[Point annotation dataset records]
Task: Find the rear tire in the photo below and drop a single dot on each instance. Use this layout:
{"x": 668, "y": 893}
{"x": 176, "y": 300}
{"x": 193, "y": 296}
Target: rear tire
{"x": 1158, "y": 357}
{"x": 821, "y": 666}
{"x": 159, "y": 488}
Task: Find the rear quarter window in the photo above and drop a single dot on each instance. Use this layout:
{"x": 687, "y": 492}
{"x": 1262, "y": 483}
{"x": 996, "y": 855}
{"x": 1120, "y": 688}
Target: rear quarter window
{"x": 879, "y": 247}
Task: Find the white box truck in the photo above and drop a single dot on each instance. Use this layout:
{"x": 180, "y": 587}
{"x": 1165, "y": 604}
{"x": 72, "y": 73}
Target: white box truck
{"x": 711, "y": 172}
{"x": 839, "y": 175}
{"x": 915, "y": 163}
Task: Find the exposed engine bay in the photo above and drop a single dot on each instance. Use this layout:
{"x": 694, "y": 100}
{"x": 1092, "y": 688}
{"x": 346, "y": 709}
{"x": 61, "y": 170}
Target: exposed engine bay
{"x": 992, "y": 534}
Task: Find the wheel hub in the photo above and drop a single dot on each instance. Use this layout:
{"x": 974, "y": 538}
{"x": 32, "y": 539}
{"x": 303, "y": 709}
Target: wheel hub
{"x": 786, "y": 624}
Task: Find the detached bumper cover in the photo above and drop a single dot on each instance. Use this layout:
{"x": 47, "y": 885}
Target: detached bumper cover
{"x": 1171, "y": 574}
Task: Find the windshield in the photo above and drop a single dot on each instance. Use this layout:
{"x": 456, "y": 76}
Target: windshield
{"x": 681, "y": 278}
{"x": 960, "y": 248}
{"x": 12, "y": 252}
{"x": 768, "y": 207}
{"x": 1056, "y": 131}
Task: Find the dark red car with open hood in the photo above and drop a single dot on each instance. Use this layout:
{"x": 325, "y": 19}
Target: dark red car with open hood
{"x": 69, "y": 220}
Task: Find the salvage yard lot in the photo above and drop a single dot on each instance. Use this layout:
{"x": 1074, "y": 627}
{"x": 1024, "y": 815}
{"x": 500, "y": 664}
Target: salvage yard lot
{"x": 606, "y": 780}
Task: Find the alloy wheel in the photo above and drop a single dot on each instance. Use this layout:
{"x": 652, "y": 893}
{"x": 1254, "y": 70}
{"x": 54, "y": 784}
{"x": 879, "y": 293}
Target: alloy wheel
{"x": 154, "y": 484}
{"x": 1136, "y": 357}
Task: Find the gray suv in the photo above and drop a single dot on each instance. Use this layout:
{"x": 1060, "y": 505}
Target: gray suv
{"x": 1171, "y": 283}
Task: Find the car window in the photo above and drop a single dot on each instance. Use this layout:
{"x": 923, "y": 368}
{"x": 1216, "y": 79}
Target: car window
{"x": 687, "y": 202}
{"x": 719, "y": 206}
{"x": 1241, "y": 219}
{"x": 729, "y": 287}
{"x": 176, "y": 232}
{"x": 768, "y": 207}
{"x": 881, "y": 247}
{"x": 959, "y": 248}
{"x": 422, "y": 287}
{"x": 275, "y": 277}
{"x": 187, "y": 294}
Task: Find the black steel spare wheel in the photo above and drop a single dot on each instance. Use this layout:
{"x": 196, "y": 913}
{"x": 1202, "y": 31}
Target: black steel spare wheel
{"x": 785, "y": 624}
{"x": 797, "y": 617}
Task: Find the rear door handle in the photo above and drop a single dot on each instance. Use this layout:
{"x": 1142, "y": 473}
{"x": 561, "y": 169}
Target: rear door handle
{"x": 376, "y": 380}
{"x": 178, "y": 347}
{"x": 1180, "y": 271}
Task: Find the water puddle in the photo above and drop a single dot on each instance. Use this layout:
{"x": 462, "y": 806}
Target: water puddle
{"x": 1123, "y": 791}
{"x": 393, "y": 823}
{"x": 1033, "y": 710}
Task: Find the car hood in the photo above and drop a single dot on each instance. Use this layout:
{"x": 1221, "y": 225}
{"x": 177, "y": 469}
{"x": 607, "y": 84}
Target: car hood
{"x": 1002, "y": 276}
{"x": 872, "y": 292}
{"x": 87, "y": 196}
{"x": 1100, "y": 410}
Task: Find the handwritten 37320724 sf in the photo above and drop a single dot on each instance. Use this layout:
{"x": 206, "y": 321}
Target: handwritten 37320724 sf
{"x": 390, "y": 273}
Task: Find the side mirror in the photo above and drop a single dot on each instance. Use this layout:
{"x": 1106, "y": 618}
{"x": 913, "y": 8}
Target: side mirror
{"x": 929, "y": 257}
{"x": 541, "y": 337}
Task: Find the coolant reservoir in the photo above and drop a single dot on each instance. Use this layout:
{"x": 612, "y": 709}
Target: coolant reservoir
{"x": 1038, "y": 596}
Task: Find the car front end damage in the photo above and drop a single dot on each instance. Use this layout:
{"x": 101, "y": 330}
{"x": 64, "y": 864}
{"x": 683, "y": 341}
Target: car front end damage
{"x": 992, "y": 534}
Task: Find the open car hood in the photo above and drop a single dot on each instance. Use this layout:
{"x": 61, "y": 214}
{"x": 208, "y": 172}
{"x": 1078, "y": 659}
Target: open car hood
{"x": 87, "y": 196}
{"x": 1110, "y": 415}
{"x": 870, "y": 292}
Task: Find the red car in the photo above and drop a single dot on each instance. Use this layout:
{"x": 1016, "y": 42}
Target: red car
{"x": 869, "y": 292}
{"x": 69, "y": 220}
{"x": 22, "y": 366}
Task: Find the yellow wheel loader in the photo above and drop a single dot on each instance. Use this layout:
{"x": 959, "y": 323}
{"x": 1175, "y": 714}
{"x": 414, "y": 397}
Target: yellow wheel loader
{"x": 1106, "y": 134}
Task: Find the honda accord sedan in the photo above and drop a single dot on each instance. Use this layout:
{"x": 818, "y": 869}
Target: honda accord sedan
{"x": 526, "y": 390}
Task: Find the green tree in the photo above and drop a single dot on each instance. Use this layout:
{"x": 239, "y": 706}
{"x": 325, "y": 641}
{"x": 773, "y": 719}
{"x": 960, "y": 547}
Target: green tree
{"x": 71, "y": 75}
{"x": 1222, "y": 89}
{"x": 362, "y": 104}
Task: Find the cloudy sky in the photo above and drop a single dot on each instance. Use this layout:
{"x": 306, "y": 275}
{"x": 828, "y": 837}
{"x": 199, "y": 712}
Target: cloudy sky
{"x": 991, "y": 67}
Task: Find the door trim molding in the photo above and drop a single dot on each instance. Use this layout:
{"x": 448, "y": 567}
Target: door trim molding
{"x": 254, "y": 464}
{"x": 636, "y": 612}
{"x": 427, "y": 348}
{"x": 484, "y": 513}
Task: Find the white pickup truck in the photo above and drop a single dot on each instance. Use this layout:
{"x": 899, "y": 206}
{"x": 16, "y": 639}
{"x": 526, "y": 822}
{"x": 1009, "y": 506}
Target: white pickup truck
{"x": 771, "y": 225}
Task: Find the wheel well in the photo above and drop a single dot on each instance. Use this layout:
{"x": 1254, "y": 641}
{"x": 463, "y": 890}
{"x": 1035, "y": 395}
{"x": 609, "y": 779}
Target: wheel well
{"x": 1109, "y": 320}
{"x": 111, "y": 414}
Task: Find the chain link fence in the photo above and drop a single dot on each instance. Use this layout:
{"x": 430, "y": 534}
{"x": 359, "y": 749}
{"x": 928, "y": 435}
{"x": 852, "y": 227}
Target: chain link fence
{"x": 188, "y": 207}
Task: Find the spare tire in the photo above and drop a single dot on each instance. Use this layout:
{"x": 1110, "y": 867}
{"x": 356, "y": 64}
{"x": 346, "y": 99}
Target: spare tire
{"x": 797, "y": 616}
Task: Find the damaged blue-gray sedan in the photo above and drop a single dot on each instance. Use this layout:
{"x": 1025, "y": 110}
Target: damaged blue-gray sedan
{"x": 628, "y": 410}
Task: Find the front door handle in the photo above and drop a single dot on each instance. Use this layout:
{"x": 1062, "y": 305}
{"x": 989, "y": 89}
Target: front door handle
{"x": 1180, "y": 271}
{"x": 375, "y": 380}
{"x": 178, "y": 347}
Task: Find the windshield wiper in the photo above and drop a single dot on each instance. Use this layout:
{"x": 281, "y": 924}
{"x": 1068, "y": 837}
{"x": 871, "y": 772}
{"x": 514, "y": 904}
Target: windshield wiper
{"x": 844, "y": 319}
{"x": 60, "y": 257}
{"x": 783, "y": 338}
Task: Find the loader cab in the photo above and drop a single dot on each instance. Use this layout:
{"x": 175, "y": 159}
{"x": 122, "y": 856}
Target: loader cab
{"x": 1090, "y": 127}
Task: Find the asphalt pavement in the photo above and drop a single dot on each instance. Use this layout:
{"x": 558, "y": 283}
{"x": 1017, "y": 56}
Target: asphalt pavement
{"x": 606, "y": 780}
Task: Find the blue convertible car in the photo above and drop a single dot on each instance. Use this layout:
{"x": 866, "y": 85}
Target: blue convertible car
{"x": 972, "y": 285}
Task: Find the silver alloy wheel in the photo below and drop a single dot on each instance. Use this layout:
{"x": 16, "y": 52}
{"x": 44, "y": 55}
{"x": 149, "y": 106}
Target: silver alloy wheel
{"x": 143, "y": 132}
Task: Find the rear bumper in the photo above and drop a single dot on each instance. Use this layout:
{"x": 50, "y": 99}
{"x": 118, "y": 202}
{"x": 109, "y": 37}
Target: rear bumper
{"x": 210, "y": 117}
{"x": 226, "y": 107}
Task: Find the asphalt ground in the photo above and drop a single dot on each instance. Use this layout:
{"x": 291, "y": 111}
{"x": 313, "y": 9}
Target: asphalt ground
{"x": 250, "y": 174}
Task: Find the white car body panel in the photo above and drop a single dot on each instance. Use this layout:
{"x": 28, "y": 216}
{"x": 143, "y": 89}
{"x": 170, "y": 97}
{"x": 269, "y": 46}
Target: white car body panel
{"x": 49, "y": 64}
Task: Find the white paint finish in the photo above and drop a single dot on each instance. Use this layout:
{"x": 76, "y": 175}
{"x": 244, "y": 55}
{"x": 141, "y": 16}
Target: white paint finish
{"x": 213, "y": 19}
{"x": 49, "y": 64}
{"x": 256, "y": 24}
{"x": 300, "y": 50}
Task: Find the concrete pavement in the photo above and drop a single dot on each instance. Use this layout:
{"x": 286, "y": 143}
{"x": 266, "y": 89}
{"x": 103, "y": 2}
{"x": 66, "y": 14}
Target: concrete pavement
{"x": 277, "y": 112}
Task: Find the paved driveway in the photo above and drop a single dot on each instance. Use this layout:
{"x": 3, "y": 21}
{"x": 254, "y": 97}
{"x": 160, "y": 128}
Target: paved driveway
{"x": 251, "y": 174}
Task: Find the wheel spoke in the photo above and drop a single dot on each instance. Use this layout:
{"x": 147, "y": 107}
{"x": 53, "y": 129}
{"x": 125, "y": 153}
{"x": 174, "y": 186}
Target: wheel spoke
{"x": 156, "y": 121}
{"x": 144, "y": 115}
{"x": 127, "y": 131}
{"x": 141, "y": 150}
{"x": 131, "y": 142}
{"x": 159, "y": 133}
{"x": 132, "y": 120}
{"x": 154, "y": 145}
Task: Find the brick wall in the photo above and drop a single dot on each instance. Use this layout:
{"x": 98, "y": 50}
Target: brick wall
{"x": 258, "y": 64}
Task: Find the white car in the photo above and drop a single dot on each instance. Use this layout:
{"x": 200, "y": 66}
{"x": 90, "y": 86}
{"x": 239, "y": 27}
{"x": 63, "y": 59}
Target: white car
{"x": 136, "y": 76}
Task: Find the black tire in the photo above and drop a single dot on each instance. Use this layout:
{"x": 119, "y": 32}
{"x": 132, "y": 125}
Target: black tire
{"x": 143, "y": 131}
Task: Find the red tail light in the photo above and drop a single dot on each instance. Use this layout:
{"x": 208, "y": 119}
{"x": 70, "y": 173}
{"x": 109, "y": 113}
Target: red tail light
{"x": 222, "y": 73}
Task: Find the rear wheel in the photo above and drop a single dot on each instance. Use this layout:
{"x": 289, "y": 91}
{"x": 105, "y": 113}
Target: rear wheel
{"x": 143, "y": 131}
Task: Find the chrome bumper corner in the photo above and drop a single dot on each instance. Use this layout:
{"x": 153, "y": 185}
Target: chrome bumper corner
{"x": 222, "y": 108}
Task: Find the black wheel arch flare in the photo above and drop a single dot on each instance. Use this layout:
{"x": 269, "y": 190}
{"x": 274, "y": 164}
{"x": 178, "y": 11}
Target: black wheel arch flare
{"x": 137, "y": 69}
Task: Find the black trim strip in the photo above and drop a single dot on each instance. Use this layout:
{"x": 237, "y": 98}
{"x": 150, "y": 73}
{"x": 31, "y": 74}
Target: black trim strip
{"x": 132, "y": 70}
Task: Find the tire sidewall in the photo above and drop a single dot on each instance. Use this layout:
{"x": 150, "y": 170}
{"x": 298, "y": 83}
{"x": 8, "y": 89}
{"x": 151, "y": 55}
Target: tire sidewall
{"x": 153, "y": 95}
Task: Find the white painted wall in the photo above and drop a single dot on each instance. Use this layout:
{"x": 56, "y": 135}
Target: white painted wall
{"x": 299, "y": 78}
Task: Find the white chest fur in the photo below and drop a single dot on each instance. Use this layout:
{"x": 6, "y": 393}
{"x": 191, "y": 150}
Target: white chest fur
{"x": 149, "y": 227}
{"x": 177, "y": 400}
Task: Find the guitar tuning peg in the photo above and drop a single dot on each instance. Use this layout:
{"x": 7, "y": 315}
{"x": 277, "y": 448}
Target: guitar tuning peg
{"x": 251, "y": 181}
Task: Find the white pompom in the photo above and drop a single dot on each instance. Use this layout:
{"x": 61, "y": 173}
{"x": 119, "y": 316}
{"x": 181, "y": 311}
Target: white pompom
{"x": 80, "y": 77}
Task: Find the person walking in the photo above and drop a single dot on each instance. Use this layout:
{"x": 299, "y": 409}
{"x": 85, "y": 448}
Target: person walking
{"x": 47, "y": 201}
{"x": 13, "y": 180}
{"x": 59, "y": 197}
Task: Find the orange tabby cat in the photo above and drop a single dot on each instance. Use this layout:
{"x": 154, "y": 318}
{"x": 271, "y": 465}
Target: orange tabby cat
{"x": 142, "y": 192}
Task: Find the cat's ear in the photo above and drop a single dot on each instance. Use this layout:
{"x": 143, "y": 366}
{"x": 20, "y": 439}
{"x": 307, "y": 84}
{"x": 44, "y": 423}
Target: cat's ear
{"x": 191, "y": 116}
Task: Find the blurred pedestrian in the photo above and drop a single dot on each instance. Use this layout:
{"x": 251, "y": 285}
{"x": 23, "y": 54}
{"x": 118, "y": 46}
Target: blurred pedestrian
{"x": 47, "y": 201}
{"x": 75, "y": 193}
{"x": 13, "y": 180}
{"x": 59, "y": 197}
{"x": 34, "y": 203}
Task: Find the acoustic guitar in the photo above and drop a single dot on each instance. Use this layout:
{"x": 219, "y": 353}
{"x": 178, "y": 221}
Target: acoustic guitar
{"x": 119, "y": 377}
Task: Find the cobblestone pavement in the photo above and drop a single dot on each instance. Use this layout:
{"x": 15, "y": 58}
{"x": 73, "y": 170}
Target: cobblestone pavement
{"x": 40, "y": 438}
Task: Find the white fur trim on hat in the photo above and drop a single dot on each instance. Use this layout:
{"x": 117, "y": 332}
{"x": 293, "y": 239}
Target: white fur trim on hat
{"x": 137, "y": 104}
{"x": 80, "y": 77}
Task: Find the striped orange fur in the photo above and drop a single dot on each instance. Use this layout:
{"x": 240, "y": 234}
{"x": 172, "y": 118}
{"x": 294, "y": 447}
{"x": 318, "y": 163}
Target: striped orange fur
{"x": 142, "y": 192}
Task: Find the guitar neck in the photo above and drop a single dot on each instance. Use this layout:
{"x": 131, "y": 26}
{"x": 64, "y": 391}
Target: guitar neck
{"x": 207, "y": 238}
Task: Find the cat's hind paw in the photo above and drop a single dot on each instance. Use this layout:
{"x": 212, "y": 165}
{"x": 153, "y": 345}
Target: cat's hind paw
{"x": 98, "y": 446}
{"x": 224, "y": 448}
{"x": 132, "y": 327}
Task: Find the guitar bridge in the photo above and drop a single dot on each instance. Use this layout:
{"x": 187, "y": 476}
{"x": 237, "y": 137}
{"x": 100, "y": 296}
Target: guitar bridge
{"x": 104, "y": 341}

Instruction: Write out once more the lines above beginning at the line with "Task: Find the acoustic"; continue through the final line and stop there.

Problem solution:
Task: Find the acoustic guitar in the photo above and drop a single dot on each instance. Use this layout:
{"x": 219, "y": 353}
{"x": 178, "y": 221}
Target: acoustic guitar
{"x": 119, "y": 377}
Task: Find the cobblestone pavement in the photo above and drop a single dot on each instance. Use this layout:
{"x": 15, "y": 58}
{"x": 73, "y": 170}
Target: cobblestone pavement
{"x": 40, "y": 438}
Task: Find the white fur trim on hat in the photo above and drop a single dot on each instance. Use this layout:
{"x": 117, "y": 332}
{"x": 293, "y": 239}
Target: white fur trim on hat
{"x": 137, "y": 104}
{"x": 80, "y": 77}
Task: Find the striped orange fur in the photo above and drop a single dot on each instance. Use this layout:
{"x": 240, "y": 234}
{"x": 172, "y": 118}
{"x": 294, "y": 447}
{"x": 318, "y": 163}
Target: striped orange fur
{"x": 142, "y": 192}
Task: Find the guitar neck in the photo above and drop a single dot on each instance. Use this layout:
{"x": 131, "y": 26}
{"x": 64, "y": 391}
Target: guitar neck
{"x": 207, "y": 238}
Task: Find the cat's hind paw in the photo above and drop a single dot on each instance. Use this layout:
{"x": 212, "y": 165}
{"x": 153, "y": 345}
Target: cat's hind paw
{"x": 98, "y": 446}
{"x": 224, "y": 448}
{"x": 132, "y": 327}
Task: Find the guitar bridge in the photo above and drop a single dot on each instance. Use this layout:
{"x": 187, "y": 476}
{"x": 237, "y": 137}
{"x": 100, "y": 296}
Target: guitar bridge
{"x": 104, "y": 341}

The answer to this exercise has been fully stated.